Please copy out the passage below on the Frank Lloyd Wright house in Gary, Indiana, word for word and in full.

Source passage:
— start —

Frank Lloyd Wright design (Gary, Indiana)

USA / Indiana / Gary / Gary, Indiana / Van Buren Street, 669
 residence, Frank Lloyd Wright (architect)

www.chameyer.net/669vanburen.html
On the northeast corner of Seventh Avenue and Van Buren Street sits a long overlooked Frank LLoyd Wright design. 669 Van Buren, as viewed by its initial appearance on a 1911 Sanborn Fire Insurance Map, is identified as being constructed between 1909 and 1910. This Wright design was sold to Mr. Ingwald Moe and built by his contracting company, General Construction Company.

— end —

Dataset:
— start —

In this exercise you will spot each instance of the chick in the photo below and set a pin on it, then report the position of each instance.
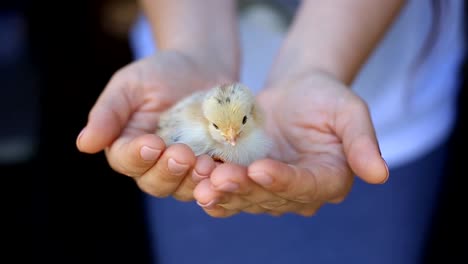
(224, 122)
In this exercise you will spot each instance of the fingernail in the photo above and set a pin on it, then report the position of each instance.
(149, 153)
(197, 177)
(388, 172)
(79, 136)
(176, 168)
(210, 205)
(261, 178)
(228, 187)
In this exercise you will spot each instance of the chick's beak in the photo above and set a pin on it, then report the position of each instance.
(231, 136)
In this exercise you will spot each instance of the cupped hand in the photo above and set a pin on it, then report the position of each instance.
(124, 118)
(323, 136)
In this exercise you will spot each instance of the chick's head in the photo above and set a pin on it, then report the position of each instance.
(231, 113)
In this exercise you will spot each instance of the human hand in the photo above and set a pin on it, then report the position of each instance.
(124, 118)
(323, 136)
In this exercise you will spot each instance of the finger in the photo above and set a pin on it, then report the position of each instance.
(108, 116)
(133, 157)
(233, 179)
(355, 127)
(208, 200)
(300, 184)
(203, 168)
(169, 171)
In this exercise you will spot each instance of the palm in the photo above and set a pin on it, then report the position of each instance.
(154, 84)
(305, 123)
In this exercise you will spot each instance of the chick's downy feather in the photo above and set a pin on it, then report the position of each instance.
(223, 122)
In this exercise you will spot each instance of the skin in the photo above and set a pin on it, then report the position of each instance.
(319, 147)
(123, 119)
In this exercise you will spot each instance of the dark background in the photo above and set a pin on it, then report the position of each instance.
(62, 206)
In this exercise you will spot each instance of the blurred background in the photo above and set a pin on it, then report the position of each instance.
(62, 206)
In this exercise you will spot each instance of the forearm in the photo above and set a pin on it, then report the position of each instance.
(206, 29)
(335, 36)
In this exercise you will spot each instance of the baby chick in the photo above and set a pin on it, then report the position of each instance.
(224, 122)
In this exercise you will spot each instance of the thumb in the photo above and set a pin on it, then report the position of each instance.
(107, 118)
(360, 143)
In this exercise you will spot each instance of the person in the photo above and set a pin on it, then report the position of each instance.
(348, 89)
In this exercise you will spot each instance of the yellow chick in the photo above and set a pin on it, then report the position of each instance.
(224, 122)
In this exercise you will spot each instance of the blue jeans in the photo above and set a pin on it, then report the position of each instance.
(376, 224)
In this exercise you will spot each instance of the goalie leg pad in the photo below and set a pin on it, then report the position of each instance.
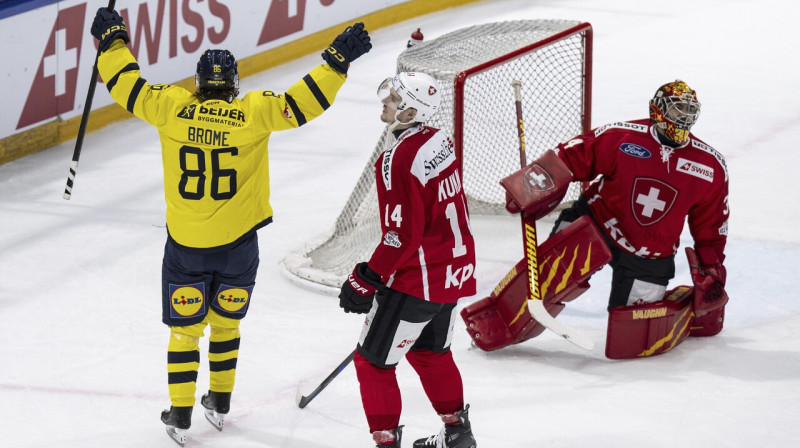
(567, 260)
(650, 329)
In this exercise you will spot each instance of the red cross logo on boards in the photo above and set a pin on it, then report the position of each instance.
(53, 89)
(651, 200)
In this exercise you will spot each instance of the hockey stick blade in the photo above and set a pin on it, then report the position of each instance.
(541, 315)
(303, 400)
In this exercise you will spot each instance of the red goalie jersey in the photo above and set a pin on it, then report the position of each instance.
(647, 190)
(427, 249)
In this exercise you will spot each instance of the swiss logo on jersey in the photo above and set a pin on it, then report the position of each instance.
(54, 85)
(651, 200)
(537, 179)
(695, 169)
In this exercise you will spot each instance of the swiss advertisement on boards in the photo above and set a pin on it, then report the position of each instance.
(50, 53)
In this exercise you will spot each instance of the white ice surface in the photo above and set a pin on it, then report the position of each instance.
(82, 347)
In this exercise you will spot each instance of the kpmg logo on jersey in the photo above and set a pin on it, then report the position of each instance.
(187, 300)
(651, 200)
(635, 150)
(391, 238)
(233, 299)
(695, 169)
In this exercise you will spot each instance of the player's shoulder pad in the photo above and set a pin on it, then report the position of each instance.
(435, 153)
(702, 146)
(621, 125)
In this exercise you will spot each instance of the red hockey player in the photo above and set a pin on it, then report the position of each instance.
(648, 177)
(423, 264)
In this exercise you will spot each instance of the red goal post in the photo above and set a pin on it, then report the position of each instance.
(475, 66)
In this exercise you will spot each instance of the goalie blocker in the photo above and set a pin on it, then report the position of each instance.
(568, 260)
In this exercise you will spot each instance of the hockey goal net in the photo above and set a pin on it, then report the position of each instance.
(475, 67)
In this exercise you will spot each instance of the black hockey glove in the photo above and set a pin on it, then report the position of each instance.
(347, 47)
(107, 27)
(359, 289)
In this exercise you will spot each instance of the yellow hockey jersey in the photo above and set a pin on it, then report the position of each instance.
(215, 154)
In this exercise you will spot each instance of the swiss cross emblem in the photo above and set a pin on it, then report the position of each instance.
(651, 200)
(54, 85)
(537, 179)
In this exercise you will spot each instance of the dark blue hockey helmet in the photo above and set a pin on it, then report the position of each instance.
(217, 70)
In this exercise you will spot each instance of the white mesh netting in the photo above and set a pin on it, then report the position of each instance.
(475, 67)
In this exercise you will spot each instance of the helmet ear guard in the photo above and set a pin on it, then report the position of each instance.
(674, 109)
(417, 90)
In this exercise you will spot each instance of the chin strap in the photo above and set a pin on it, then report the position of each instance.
(393, 126)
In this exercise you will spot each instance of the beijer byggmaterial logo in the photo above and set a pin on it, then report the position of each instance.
(635, 150)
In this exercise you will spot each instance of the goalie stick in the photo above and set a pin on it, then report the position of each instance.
(535, 303)
(87, 107)
(303, 400)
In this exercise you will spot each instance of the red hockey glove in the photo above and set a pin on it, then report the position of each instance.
(359, 289)
(538, 188)
(709, 285)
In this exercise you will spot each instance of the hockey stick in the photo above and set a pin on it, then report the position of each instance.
(535, 303)
(87, 107)
(303, 400)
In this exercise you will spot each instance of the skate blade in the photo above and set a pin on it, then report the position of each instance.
(177, 434)
(216, 419)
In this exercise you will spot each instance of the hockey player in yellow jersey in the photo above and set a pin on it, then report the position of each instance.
(216, 186)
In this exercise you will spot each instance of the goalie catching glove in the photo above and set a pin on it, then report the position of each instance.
(709, 284)
(347, 47)
(358, 290)
(538, 188)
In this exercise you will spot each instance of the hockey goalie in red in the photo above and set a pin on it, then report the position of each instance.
(423, 264)
(648, 177)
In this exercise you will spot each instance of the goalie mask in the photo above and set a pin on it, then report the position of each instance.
(217, 71)
(674, 110)
(416, 90)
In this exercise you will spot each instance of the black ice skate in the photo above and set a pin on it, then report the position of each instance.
(390, 437)
(216, 406)
(178, 419)
(457, 435)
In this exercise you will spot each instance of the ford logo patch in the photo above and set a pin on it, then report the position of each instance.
(635, 150)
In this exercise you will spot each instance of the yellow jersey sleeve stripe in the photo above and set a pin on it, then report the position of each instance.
(137, 87)
(315, 90)
(113, 81)
(301, 118)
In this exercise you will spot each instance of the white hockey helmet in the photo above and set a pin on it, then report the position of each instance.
(418, 90)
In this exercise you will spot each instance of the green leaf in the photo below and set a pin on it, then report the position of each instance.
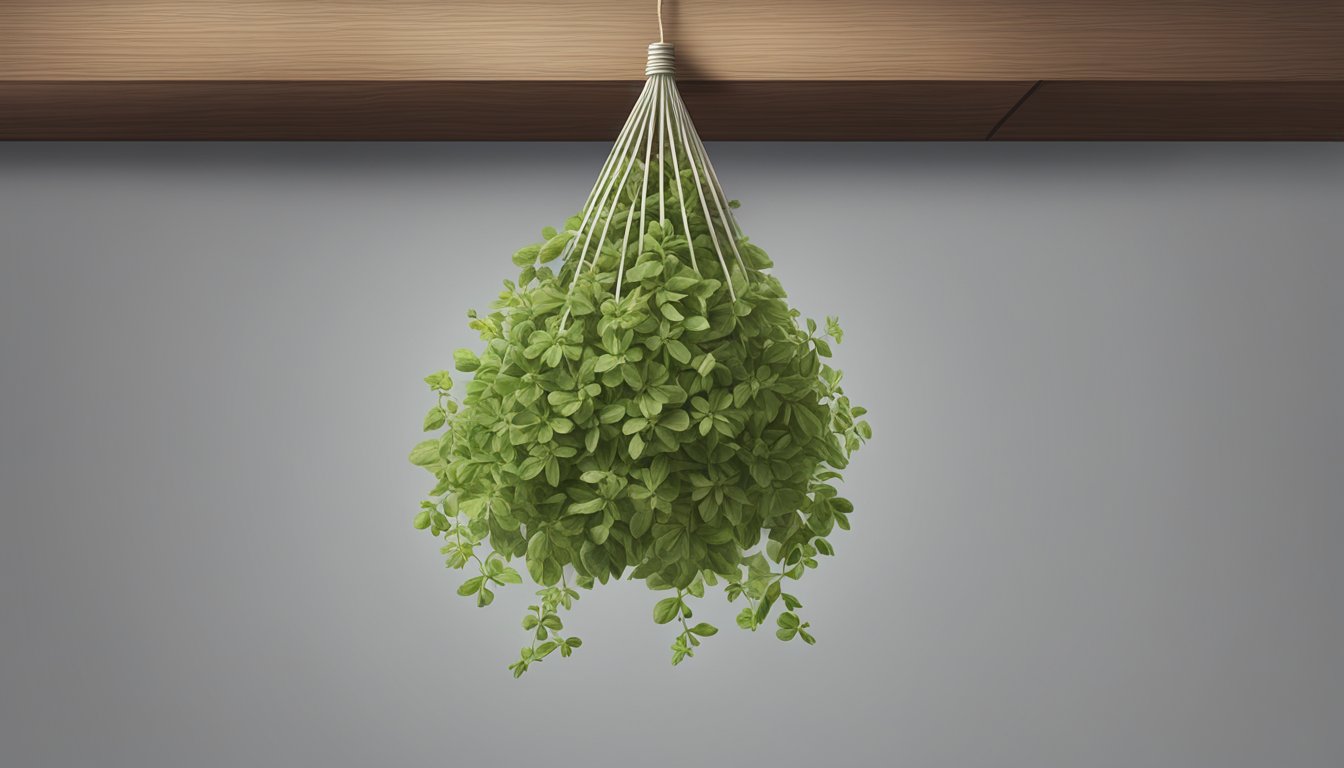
(667, 609)
(425, 453)
(434, 418)
(527, 254)
(465, 361)
(471, 585)
(555, 246)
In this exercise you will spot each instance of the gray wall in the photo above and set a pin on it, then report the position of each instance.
(1098, 526)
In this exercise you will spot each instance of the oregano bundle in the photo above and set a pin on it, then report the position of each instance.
(647, 409)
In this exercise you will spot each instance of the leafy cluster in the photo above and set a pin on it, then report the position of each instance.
(682, 429)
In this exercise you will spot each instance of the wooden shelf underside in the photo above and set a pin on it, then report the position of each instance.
(749, 69)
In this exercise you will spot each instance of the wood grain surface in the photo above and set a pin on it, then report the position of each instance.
(750, 69)
(493, 110)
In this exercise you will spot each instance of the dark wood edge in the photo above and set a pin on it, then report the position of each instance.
(762, 110)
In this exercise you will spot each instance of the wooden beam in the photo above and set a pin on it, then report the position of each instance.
(750, 69)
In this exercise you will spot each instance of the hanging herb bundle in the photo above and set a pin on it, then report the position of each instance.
(645, 405)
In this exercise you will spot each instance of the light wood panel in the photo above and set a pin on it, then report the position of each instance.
(717, 39)
(472, 110)
(751, 69)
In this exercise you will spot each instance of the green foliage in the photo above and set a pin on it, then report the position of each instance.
(672, 431)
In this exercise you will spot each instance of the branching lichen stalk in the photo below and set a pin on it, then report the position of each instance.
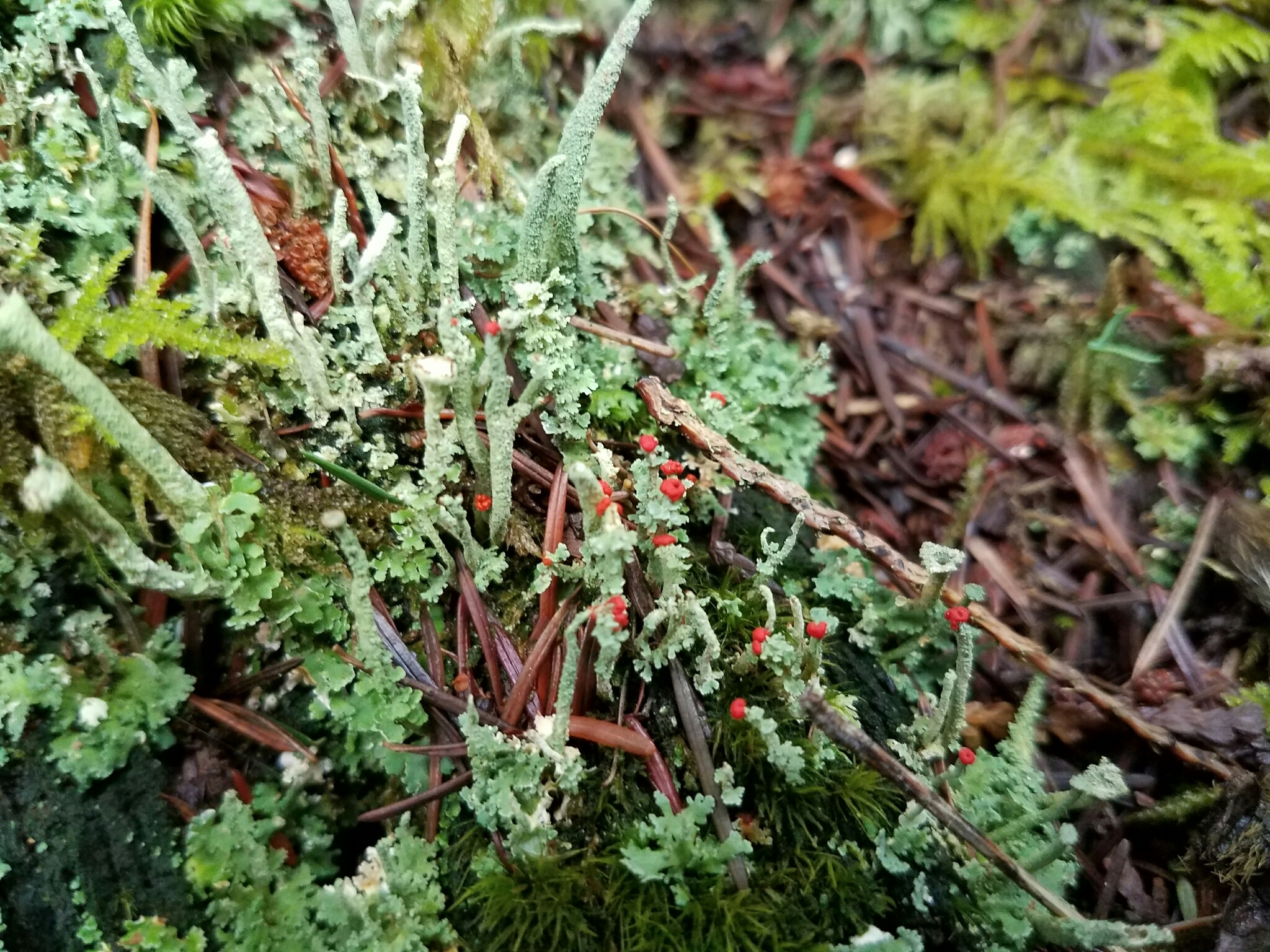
(418, 255)
(310, 94)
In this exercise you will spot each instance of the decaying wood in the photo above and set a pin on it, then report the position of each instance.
(671, 412)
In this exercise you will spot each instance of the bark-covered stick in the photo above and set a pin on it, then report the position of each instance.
(670, 410)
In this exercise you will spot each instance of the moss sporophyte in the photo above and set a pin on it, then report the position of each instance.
(337, 535)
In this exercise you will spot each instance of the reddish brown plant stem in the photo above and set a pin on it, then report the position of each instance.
(672, 412)
(658, 771)
(437, 669)
(851, 738)
(433, 794)
(536, 662)
(477, 611)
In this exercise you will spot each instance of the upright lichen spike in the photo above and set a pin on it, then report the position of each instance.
(418, 254)
(557, 245)
(22, 333)
(104, 115)
(447, 200)
(50, 487)
(350, 37)
(451, 319)
(337, 240)
(233, 207)
(310, 94)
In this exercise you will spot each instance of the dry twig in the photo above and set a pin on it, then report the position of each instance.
(671, 412)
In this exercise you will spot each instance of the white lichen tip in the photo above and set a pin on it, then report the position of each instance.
(456, 140)
(93, 711)
(436, 369)
(940, 560)
(1103, 781)
(46, 485)
(333, 519)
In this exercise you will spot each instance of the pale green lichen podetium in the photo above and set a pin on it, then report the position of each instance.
(940, 563)
(22, 333)
(310, 94)
(418, 257)
(350, 38)
(106, 116)
(549, 236)
(50, 487)
(168, 200)
(233, 207)
(453, 323)
(363, 302)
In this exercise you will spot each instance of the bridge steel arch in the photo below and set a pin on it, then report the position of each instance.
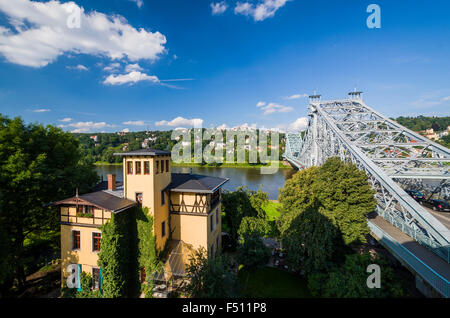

— end —

Exercise output:
Frank Lloyd Wright design (Gary, Indiana)

USA / Indiana / Gary / Gary, Indiana / Van Buren Street, 669
 residence, Frank Lloyd Wright (architect)

www.chameyer.net/669vanburen.html
On the northeast corner of Seventh Avenue and Van Buren Street sits a long overlooked Frank LLoyd Wright design. 669 Van Buren, as viewed by its initial appearance on a 1911 Sanborn Fire Insurance Map, is identified as being constructed between 1909 and 1910. This Wright design was sold to Mr. Ingwald Moe and built by his contracting company, General Construction Company.